Supplied material start

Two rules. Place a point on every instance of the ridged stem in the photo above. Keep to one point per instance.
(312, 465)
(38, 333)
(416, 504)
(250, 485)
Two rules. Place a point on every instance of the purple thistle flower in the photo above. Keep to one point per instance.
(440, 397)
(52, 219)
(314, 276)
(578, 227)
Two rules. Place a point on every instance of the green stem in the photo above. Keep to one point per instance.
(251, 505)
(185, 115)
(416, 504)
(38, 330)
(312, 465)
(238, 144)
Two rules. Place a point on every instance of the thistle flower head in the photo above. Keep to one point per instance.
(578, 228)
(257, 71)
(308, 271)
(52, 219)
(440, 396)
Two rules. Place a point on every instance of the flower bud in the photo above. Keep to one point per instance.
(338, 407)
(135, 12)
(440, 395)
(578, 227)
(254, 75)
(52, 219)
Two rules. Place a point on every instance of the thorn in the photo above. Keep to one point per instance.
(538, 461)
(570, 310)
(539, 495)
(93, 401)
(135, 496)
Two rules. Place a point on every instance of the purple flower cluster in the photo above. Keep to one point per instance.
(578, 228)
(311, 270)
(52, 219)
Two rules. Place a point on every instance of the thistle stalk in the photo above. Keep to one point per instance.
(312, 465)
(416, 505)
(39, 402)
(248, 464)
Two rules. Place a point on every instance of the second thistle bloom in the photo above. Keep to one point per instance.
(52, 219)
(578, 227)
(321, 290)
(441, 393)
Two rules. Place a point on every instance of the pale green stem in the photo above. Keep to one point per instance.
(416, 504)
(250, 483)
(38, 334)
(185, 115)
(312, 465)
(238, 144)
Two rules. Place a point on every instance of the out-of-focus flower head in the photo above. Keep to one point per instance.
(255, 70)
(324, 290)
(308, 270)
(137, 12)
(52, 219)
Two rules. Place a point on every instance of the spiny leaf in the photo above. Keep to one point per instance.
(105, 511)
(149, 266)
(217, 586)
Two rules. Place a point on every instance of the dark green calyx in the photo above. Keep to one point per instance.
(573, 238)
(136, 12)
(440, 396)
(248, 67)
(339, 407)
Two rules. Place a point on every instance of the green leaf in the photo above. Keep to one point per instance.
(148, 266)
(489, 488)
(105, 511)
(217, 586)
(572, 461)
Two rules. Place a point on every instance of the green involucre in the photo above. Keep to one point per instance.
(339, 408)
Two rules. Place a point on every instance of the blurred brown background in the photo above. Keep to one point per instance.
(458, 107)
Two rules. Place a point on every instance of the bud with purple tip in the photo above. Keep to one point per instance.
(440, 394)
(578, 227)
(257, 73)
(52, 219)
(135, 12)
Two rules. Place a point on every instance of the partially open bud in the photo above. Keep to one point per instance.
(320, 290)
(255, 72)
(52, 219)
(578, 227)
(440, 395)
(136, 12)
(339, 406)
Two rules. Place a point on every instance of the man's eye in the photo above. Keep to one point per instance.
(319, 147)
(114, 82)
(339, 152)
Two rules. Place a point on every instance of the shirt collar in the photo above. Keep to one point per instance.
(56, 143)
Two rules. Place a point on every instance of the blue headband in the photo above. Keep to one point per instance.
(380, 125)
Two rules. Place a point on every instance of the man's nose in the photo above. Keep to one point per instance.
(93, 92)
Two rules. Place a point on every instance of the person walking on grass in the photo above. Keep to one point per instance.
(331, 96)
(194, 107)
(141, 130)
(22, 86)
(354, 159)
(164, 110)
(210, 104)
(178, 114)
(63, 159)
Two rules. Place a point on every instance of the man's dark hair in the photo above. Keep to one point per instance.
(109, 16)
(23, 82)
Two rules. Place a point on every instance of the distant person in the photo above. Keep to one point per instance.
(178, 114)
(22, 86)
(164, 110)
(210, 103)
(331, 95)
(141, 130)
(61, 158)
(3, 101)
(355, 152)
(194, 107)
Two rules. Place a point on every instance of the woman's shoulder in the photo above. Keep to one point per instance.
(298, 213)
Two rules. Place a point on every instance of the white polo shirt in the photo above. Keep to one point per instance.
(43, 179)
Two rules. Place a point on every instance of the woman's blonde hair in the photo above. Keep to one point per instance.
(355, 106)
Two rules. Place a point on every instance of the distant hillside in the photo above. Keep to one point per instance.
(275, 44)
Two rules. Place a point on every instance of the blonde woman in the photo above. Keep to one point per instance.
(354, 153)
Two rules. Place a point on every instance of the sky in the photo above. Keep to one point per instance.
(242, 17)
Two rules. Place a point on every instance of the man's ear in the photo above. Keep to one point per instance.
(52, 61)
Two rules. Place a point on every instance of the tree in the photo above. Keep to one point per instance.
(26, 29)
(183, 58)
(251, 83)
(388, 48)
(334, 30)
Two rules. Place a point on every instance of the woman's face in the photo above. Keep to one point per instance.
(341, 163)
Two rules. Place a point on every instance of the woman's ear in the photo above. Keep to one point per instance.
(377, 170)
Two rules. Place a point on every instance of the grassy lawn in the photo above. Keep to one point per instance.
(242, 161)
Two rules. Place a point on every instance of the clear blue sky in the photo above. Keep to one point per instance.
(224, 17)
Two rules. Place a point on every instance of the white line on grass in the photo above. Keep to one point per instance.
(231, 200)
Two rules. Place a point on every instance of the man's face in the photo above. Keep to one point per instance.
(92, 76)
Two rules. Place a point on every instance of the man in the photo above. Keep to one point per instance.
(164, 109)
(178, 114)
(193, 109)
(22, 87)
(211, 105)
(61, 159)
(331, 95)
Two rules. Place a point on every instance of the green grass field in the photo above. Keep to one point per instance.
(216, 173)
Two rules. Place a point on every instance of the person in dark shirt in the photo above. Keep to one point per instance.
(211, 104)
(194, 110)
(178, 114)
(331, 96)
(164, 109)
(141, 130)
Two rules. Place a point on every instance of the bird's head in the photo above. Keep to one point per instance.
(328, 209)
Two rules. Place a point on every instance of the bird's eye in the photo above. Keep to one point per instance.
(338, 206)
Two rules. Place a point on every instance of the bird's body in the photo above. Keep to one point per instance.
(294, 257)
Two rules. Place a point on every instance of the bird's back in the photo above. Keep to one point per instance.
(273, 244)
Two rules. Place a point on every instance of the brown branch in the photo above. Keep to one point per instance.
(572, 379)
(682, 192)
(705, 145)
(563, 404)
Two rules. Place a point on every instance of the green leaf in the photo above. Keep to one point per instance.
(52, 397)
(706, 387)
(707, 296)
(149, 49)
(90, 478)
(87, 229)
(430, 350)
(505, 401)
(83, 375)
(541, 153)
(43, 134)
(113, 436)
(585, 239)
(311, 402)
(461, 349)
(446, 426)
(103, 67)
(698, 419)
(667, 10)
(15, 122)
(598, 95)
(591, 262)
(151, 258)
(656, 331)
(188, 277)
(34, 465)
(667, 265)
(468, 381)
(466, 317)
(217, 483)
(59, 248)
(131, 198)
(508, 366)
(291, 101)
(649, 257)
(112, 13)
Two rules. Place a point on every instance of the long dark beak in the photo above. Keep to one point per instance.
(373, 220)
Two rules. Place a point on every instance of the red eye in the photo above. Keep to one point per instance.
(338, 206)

Supplied material end

* What is asked: Convert every line of the entries above into one numbered list, and leave out any blank lines.

* Exercise answer:
1. Two rules. Place a point on every instance of the ridged stem in the photo above. Keep to one point per instance.
2. (312, 465)
3. (38, 333)
4. (416, 504)
5. (250, 485)
6. Two rules. Place a point on every instance of the purple thistle flower in the photo above. Keep to one point per instance.
7. (440, 397)
8. (52, 219)
9. (314, 276)
10. (578, 227)
11. Two rules. Place a point on every instance of the green stem in the photo above. Keep to one point per instance.
12. (251, 505)
13. (185, 115)
14. (416, 504)
15. (38, 330)
16. (312, 465)
17. (238, 144)
18. Two rules. Place a point on every instance of the thistle flower head in the photo above. Keep to one point per instance.
19. (578, 228)
20. (257, 71)
21. (308, 271)
22. (52, 219)
23. (440, 396)
24. Two rules. Place a point on every instance of the flower bud in the photo above. Keep to one point per instance.
25. (338, 407)
26. (135, 12)
27. (440, 395)
28. (578, 227)
29. (254, 75)
30. (52, 219)
31. Two rules. Place a point on every instance of the thorn in the photo above. Keep to one point per instance.
32. (538, 461)
33. (570, 310)
34. (539, 495)
35. (93, 401)
36. (135, 496)
37. Two rules. Place a point on every instance of the purple flower cluster in the photo above. Keep to one point per instance.
38. (578, 228)
39. (311, 270)
40. (52, 219)
41. Two rules. Place a point on every instance of the thistle stalk in the photo above. Keep to one point per instance.
42. (312, 465)
43. (416, 505)
44. (39, 402)
45. (248, 464)
46. Two rules. Place a point on every instance of the second thistle bloom in the photo above. Keep to one point per instance.
47. (52, 219)
48. (578, 227)
49. (321, 290)
50. (441, 393)
51. Two rules. Place a point on every instance of the pale green stem in the photo above. Keep to one point per instance.
52. (416, 504)
53. (250, 483)
54. (38, 334)
55. (185, 115)
56. (312, 465)
57. (238, 144)
58. Two rules. Place a point on every instance of the out-of-focus flower head in the photo above. Keep to one point per instance.
59. (255, 70)
60. (324, 290)
61. (308, 270)
62. (137, 12)
63. (52, 219)
64. Two rules. Place a point on every instance of the spiny leaf in the photo above. Keep to one point per instance.
65. (105, 511)
66. (149, 266)
67. (217, 586)
68. Two rules. Place a point on every instance of the dark green calyx in the photo above. Keep to one point per instance.
69. (573, 238)
70. (136, 12)
71. (440, 396)
72. (248, 67)
73. (339, 407)
74. Two rules. Place a point on every instance of the green leaf in the photo above. Keep to one point per instance.
75. (148, 266)
76. (489, 488)
77. (105, 511)
78. (217, 586)
79. (572, 461)
80. Two rules. Place a point on every instance of the green involucre in the photo above. Keep to one point per instance.
81. (339, 408)
82. Two rules. Place a point on every instance of the blurred brown background in the photo above. Keep to one point per instance.
83. (458, 107)
84. Two rules. Place a point on every instance of the bud with purple tip in the photo above. Keep to one point per instance.
85. (440, 394)
86. (578, 227)
87. (257, 73)
88. (52, 219)
89. (135, 12)
90. Two rules. Place a point on every instance of the partially open bud in the photo above. Keep to one point per instance.
91. (320, 290)
92. (255, 72)
93. (52, 219)
94. (578, 227)
95. (440, 395)
96. (136, 12)
97. (339, 406)
98. Two rules. Place a point on every instance of the man's eye in the photo above. Keep to one point per instance.
99. (319, 147)
100. (114, 82)
101. (339, 152)
102. Two rules. Place a point on every instance of the shirt collar in the photo above. Keep to one point per instance.
103. (56, 143)
104. Two rules. Place a point on every instance of the blue headband in the photo above. Keep to one point per instance.
105. (380, 125)
106. Two rules. Place a point on every instance of the man's nose in the photo above. Keep to one point per instance.
107. (93, 92)
108. Two rules. Place a point on every instance of the person walking on grass in the photo above. Keep to one point per instance.
109. (331, 96)
110. (194, 107)
111. (141, 130)
112. (22, 86)
113. (354, 159)
114. (164, 110)
115. (210, 104)
116. (178, 114)
117. (63, 159)
118. Two rules. Place a point on every instance of the man's dark hair in the photo above. Keep to one point per instance.
119. (109, 16)
120. (23, 82)
121. Two rules. Place a point on every instance of the distant person in the photo above. Keep to one point per instance.
122. (178, 114)
123. (22, 86)
124. (164, 110)
125. (210, 103)
126. (331, 95)
127. (141, 130)
128. (61, 158)
129. (3, 101)
130. (355, 152)
131. (194, 107)
132. Two rules. Place a point on every instance of the woman's shoulder in the photo above. Keep to one point per instance.
133. (298, 213)
134. Two rules. Place a point on every instance of the white polo shirt in the photo above. Keep to one point per instance.
135. (43, 179)
136. Two rules. Place a point on every instance of the woman's blonde hair in the photo above. Keep to one point per instance.
137. (355, 106)
138. Two rules. Place a point on every instance of the distant hillside in the photo above. Keep to one point per instance.
139. (275, 44)
140. Two rules. Place a point on every instance of the blonde woman in the photo above. Keep to one point per instance.
141. (354, 153)
142. Two rules. Place a point on every instance of the sky in the photo above. Keep to one point per instance.
143. (242, 17)
144. Two rules. Place a point on every instance of the man's ear in the photo above. Keep to one point per instance.
145. (52, 61)
146. Two rules. Place a point on every instance of the tree in the photo above. Keep to one point per instance.
147. (26, 29)
148. (183, 58)
149. (251, 83)
150. (388, 48)
151. (334, 30)
152. Two rules. Place a point on every instance of the woman's face in the photo above. Keep to one point per instance.
153. (341, 163)
154. Two rules. Place a point on every instance of the woman's ear in the photo above. Keep to one point per instance.
155. (377, 170)
156. Two rules. Place a point on every instance of the grassy lawn in the photo above. Keep to one point per instance.
157. (242, 161)
158. Two rules. Place a point on every instance of the clear blue sky in the photo above. Keep to one point per instance.
159. (224, 17)
160. Two rules. Place a point on every instance of the white line on grass in the photo above. Keep to one point per instance.
161. (231, 200)
162. Two rules. Place a point on every instance of the man's face in the photo above. Keep to one point per instance.
163. (92, 76)
164. Two rules. Place a point on every instance of the man in the photo above. Keep to one point per instance.
165. (164, 109)
166. (178, 114)
167. (193, 109)
168. (22, 87)
169. (211, 105)
170. (61, 159)
171. (331, 95)
172. Two rules. Place a point on every instance of the green grass field in the photo above. Keep to one point per instance.
173. (216, 173)
174. Two rules. Place a point on every instance of the person in dark shirt in the photo above. Keep to one point per instance.
175. (211, 104)
176. (194, 110)
177. (178, 114)
178. (331, 96)
179. (164, 109)
180. (141, 130)
181. Two rules. Place a point on every instance of the bird's head in the photo above. Keep to one point per instance.
182. (328, 209)
183. Two rules. Place a point on every instance of the bird's eye in the photo above. Keep to one point per instance.
184. (338, 206)
185. Two rules. Place a point on every instance of the bird's body in the photo above. Keep to one point per instance.
186. (294, 257)
187. Two rules. Place a point on every instance of the bird's back in the photo above. Keep to one point per instance.
188. (273, 244)
189. Two rules. Place a point on every instance of the brown branch in the photo above. Keep to one point per instance.
190. (572, 379)
191. (682, 192)
192. (705, 145)
193. (563, 404)
194. Two rules. Place a point on every instance of the green leaf in the photo above. Keep to one point per instance.
195. (52, 397)
196. (706, 387)
197. (707, 296)
198. (149, 49)
199. (90, 478)
200. (87, 229)
201. (430, 350)
202. (505, 401)
203. (83, 375)
204. (541, 153)
205. (43, 134)
206. (113, 436)
207. (585, 239)
208. (311, 402)
209. (461, 349)
210. (446, 426)
211. (103, 67)
212. (698, 419)
213. (667, 10)
214. (15, 122)
215. (598, 95)
216. (591, 262)
217. (151, 258)
218. (656, 331)
219. (188, 277)
220. (34, 465)
221. (667, 265)
222. (468, 381)
223. (466, 317)
224. (217, 483)
225. (59, 248)
226. (131, 198)
227. (508, 366)
228. (291, 101)
229. (649, 257)
230. (112, 13)
231. Two rules. Place a point on every instance of the long dark beak in the photo above. Keep to one point per instance.
232. (373, 220)
233. Two rules. Place a point on every instance of the red eye in the photo above. Keep to one point per instance.
234. (338, 206)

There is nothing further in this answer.